- ASSIGNMENT: From top to bottom, each entry below must be reproduced exactly.

- THE DATA:
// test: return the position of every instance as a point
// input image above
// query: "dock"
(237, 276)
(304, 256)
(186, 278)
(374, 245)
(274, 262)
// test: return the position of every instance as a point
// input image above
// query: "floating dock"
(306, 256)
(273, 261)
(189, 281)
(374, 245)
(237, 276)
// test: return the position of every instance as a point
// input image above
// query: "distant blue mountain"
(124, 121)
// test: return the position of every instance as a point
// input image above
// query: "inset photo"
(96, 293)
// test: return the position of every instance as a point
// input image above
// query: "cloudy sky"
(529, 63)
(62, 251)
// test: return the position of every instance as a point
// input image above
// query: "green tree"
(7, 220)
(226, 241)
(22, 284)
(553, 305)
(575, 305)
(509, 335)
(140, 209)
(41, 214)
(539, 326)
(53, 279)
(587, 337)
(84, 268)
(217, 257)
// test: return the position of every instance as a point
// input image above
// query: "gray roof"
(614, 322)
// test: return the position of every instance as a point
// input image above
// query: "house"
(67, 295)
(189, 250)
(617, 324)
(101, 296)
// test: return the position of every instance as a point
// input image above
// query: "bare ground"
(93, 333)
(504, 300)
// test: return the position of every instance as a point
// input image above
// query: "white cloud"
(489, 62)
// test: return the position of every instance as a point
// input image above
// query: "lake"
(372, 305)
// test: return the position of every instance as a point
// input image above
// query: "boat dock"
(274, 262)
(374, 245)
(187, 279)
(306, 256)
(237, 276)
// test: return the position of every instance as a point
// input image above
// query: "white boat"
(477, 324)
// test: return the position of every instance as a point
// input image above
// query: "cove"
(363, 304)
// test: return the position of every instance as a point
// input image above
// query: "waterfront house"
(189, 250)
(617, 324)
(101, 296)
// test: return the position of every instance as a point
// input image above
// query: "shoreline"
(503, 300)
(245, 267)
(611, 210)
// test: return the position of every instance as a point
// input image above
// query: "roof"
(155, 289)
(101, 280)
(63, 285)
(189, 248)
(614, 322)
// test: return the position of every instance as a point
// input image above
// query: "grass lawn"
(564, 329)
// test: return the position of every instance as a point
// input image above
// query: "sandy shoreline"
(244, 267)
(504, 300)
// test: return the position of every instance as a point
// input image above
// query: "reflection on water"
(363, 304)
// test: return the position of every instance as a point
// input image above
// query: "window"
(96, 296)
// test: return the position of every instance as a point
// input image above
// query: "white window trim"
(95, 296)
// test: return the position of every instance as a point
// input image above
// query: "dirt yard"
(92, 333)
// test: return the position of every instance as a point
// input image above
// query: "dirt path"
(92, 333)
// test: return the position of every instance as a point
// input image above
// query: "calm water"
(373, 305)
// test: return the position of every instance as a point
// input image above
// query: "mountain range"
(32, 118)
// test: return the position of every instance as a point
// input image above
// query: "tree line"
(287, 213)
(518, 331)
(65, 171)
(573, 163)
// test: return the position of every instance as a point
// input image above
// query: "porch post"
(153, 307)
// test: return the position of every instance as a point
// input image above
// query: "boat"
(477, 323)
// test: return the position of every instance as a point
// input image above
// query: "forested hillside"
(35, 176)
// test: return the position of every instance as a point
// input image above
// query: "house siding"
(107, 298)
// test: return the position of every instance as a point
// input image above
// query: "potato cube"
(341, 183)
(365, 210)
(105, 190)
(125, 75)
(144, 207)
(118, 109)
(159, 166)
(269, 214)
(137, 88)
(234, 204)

- RESPONSE TO THIS TASK:
// test: return the position of every instance as a point
// input image above
// query: "dock"
(237, 276)
(304, 256)
(186, 278)
(374, 245)
(274, 262)
// test: return the position of every instance as a point
// input image above
// query: "floating dock"
(306, 256)
(273, 261)
(189, 281)
(374, 245)
(237, 276)
// test: return the position of every instance as a point
// input image above
// query: "distant blue mountain"
(124, 121)
// test: return the position of every instance as a point
// input image above
// query: "inset photo"
(96, 293)
// test: return the position of every instance as a point
// input image above
// query: "cloudy sky"
(529, 63)
(62, 251)
// test: return the position of every instance as a point
// input image above
// query: "green tree"
(7, 220)
(226, 241)
(22, 284)
(553, 305)
(575, 305)
(509, 335)
(140, 209)
(41, 214)
(539, 326)
(53, 279)
(587, 337)
(84, 268)
(217, 257)
// test: return the position of every instance as a point
// input image above
// query: "gray roof"
(614, 322)
// test: return the position of every instance as a point
// input image above
// query: "house"
(67, 295)
(189, 250)
(617, 324)
(101, 296)
// test: return the position of every instance as a point
// input image above
// query: "bare ground"
(93, 333)
(504, 300)
// test: return the position of every instance as a point
// input image above
// query: "white cloud"
(489, 62)
// test: return the position of every instance as a point
// input image above
// query: "lake"
(372, 305)
// test: return the position of every instance as a point
// input image above
// query: "boat dock"
(274, 262)
(374, 245)
(187, 279)
(306, 256)
(237, 276)
// test: return the position of every instance as a point
// input image above
// query: "white boat"
(477, 324)
// test: return the position of every instance as a point
// input image above
// query: "cove"
(363, 304)
// test: return the position of every instance as a point
// input image above
// query: "waterfront house"
(189, 250)
(617, 324)
(101, 296)
// test: return the position of every instance as a point
// input image above
// query: "shoreline"
(503, 300)
(245, 267)
(611, 210)
// test: return the position of every instance as a point
// input image above
// query: "roof"
(155, 289)
(101, 280)
(63, 285)
(189, 248)
(614, 322)
// test: return the position of every instance as a point
// input image above
// query: "grass lawn"
(564, 329)
// test: return the position of every instance as a point
// input image above
// query: "sandy shoreline"
(244, 267)
(504, 300)
// test: return the position of every instance as a point
// input image above
// query: "reflection on water"
(363, 304)
// test: return the position of every instance as a point
// input image above
// query: "window"
(96, 296)
// test: return the position of every instance as a point
// input image above
// query: "white window trim"
(95, 296)
// test: return the position of every instance as a point
// input image above
// query: "dirt yard"
(92, 333)
// test: return the position of every instance as a point
// input image above
// query: "dirt path"
(92, 333)
// test: return the position of every instance as a point
// input image above
// query: "calm water"
(373, 305)
// test: return the position of every instance as a point
// input image above
// query: "mountain range"
(32, 118)
// test: return the position of every instance as a point
// input image above
// query: "tree line"
(287, 213)
(518, 331)
(65, 171)
(573, 163)
// test: return the position of every instance as a point
// input image above
// query: "porch post"
(153, 307)
// test: return the position of every instance as a point
// input image above
// query: "boat"
(477, 323)
// test: return the position of every instance as a point
// input image above
// query: "forested hillside"
(35, 176)
// test: return the position of every instance as a point
// input image above
// query: "house siding"
(107, 298)
// test: return the position of every instance as a point
// input image above
// query: "potato cube"
(341, 183)
(365, 210)
(105, 190)
(125, 75)
(144, 207)
(118, 109)
(159, 166)
(269, 214)
(137, 88)
(234, 204)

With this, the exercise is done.